■ **EXCERPT PROVIDED**:
------------------------

Accede to my conditions which aren't strenuous and I will debate you.
You sound angry to me. It seems to me most people on the left are.
And to have the rubble absorbed into a one world government. Which will mean Chinese rule for us in the US.
If we don't stop the Chinese now, in a generation we will all be speaking Mandrin. China is bent on world domination.
I am actually far more concerned about Chinese Imperialism, because their soft power on the West Coast has grown at a frightening rate, and they've already shown they can feed our federal authorities crafty lies to get them to wreck our country on the inside.
That's a far bigger concern than Ukraine.
I agree.
I majored in Chinese and it's a pretty cool language, actually. If we all could speak and read Chinese, it might make us all a bit more civilized and cultured.
But the Communist regime of China is another beast altogether. Monsters.
I can't agree with you. The history if China swims in blood, poverty and famine.
China has had all those things... but it has also had centuries of peace and prosperity that fostered economic expansion and stunning cultural achievements.

------------------------

■ **ENTRIES PROVIDED**:
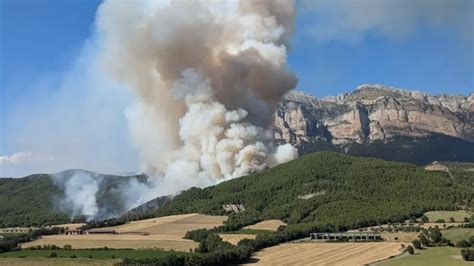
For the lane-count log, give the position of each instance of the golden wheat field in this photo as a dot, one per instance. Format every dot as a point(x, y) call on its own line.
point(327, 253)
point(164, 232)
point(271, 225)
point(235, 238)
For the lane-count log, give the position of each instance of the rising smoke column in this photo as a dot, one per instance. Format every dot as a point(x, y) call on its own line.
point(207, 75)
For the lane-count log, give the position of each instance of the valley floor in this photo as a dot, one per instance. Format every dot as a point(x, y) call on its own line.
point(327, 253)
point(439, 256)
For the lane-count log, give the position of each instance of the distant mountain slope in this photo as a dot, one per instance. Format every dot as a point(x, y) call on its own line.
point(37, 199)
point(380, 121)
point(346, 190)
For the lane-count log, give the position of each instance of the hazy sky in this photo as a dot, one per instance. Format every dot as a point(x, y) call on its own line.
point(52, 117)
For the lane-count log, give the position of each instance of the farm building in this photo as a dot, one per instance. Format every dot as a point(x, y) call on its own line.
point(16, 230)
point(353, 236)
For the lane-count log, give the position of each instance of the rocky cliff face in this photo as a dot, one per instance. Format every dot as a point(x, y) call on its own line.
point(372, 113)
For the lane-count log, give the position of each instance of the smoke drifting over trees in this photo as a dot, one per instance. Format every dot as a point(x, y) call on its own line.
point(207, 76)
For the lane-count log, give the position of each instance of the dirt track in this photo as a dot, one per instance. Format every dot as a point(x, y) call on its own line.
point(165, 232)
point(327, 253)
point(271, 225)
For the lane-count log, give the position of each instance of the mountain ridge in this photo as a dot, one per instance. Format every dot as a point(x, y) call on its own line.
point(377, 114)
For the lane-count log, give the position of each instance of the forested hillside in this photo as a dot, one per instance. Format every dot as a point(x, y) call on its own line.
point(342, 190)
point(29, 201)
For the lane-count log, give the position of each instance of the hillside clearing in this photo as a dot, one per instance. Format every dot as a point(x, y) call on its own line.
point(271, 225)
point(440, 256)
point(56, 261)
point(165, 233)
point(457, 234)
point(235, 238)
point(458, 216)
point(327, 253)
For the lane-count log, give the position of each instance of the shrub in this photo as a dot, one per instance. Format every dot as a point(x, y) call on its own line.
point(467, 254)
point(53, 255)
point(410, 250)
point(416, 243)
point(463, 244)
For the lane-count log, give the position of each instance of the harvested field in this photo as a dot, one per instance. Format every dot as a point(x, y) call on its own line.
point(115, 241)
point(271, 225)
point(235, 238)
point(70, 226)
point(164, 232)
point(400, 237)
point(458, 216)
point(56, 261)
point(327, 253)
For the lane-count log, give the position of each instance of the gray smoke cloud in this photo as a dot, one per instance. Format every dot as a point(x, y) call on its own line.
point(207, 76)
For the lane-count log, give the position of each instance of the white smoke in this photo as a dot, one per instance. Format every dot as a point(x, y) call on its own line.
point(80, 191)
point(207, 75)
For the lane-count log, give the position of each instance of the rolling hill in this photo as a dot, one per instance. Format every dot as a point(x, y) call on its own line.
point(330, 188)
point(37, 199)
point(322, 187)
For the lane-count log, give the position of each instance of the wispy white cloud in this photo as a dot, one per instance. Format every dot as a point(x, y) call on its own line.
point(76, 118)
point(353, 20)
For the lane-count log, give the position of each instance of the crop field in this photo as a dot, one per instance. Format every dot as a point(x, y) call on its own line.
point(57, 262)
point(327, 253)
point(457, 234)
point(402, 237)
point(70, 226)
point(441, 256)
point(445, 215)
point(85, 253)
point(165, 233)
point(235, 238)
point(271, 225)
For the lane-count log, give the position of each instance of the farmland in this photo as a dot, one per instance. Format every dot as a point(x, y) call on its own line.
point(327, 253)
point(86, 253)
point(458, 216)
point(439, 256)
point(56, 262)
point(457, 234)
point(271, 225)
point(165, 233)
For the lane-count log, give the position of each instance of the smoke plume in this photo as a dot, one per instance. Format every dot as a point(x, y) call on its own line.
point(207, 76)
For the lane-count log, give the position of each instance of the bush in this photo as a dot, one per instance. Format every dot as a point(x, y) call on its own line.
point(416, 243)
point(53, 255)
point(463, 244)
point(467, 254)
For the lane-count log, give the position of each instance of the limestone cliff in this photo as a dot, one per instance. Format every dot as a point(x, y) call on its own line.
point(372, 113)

------------------------

■ **QUESTIONS**:
1. Extract from the discussion about China the passage from "But the Communist" to "stunning cultural achievements.", copying it word for word.
2. Answer these questions using the discussion about China:
(a) On which coast does one participant say China's soft power has grown?
(b) What does that participant call a smaller concern than Chinese imperialism?
(c) What subject did one participant major in?
3. Carry on the discussion about China past its final sentence.

■ **REPLIES**:
1.
But the Communist regime of China is another beast altogether. Monsters.
I can't agree with you. The history if China swims in blood, poverty and famine.
China has had all those things... but it has also had centuries of peace and prosperity that fostered economic expansion and stunning cultural achievements.

2.
(a) The West Coast.
(b) Ukraine.
(c) Chinese.

3.
I'm not some shill for China; but having studied the history, culture, and language (and having lived in Taiwan), I do have a deep appreciation for it.
So does the history of Western Europe and the United States until WWII.
The subject was China not the West. Instead of addressing the subject you do what the left often does. Instead addressing the subject, they change the subject and that change is often ant western democracies.
Does the West have a bloody history. Of course, they do but we have changed. China hasn't and to prove this please gave me a list of all the death camps that now exist in the Western Democracies.
I did address the subject of this thread, which is not just China, but China and the West. You argued that "the history of China swims in blood, poverty, and famine." I pointed out that ours did, too, until WWII changed that.
We're both right. China and the West had the same bloody history, but the world wars changed our trajectory for the better and, I hope, forever.
Thanks to Mao, China's trajectory became worse, with death and "re-education" camps for any minority that annoys its party leadership. China's brutality continues to this day.
For the record, Western democracy is the best invention for the care of human needs and spirit since fire and the wheel.
but civilized blood, poverty and famine with a "cool" language. I do think we would be better off understanding it but that will not happn
Are you an isolationist NCMaureen? Do you believe America and Americans should live in a bubble unperturbed about the rise of Russia or China or any other warring nation with expansionist designs? If you’re not, then your questions are moot.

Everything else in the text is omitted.